## START

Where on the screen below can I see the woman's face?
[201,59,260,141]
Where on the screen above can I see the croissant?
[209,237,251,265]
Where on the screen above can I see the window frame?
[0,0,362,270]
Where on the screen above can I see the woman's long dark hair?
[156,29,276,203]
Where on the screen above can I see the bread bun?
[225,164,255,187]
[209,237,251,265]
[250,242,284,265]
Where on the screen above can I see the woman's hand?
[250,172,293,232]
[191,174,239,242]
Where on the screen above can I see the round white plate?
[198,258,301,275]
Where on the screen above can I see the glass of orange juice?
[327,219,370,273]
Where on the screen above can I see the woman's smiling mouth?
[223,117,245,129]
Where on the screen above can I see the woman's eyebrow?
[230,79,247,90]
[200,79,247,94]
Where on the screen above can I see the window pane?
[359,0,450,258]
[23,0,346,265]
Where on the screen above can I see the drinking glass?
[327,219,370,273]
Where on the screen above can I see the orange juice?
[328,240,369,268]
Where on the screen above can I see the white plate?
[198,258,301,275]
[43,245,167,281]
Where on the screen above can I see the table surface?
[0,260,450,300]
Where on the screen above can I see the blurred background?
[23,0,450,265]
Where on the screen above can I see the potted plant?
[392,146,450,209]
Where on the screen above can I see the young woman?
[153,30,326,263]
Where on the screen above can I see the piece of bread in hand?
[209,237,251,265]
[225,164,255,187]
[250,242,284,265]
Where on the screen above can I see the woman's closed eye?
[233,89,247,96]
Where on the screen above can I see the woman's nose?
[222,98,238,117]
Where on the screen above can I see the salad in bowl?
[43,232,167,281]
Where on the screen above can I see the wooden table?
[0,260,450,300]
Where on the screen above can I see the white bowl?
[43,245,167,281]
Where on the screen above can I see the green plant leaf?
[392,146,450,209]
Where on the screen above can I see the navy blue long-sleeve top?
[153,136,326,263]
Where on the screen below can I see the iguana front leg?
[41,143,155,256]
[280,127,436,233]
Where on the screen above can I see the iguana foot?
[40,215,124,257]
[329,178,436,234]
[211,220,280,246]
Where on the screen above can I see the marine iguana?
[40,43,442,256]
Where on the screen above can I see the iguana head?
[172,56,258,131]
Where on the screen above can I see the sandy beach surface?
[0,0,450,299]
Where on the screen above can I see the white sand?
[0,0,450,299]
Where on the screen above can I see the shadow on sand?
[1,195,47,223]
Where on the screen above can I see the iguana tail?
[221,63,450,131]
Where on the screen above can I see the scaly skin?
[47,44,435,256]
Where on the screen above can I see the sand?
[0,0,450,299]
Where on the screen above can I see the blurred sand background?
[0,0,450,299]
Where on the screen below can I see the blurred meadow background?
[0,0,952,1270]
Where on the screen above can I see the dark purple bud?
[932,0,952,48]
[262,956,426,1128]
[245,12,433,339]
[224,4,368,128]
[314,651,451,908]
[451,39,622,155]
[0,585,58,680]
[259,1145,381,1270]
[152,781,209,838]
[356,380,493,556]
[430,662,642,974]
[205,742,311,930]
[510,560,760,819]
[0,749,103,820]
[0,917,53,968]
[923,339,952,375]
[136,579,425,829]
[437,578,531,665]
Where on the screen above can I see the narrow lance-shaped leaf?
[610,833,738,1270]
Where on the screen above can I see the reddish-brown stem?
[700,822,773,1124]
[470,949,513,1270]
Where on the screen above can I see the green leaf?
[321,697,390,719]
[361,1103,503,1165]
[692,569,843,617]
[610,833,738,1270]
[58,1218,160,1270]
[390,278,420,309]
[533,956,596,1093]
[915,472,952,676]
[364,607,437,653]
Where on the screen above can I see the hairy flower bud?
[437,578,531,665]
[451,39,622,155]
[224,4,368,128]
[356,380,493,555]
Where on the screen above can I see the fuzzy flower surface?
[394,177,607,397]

## END

Exercise task - Rewrite every line above, requests included, from the first line of the items through the line containing "[23,0,346,265]", with both ends included. Multiply each bounding-box coordinate in the answers by 0.4 and round it to a whole number, rounding halves up.

Output of the task -
Where on the screen below can I see the woman's face?
[80,24,104,56]
Where on the screen above can I see the croissant?
[84,95,100,106]
Where on the screen above can I see the window frame?
[0,0,145,108]
Where on the screen above can I see the woman's long dark hair?
[62,12,110,81]
Where on the screen above can I see the bread bun?
[90,66,102,75]
[84,95,100,106]
[100,97,114,106]
Where on the screen above can I see the woman's hand?
[100,69,117,93]
[76,70,96,97]
Where on the screen above can I see the round white plate?
[79,103,120,110]
Where on the screen above can I see the glass of orange juice?
[131,88,148,109]
Where on the screen above can I see the woman's smiling mouth?
[89,47,98,52]
Where on the screen above can I see the woman's eyebrow?
[92,32,99,36]
[80,32,99,38]
Where on the screen above can I see the window pane?
[144,0,180,103]
[9,0,138,106]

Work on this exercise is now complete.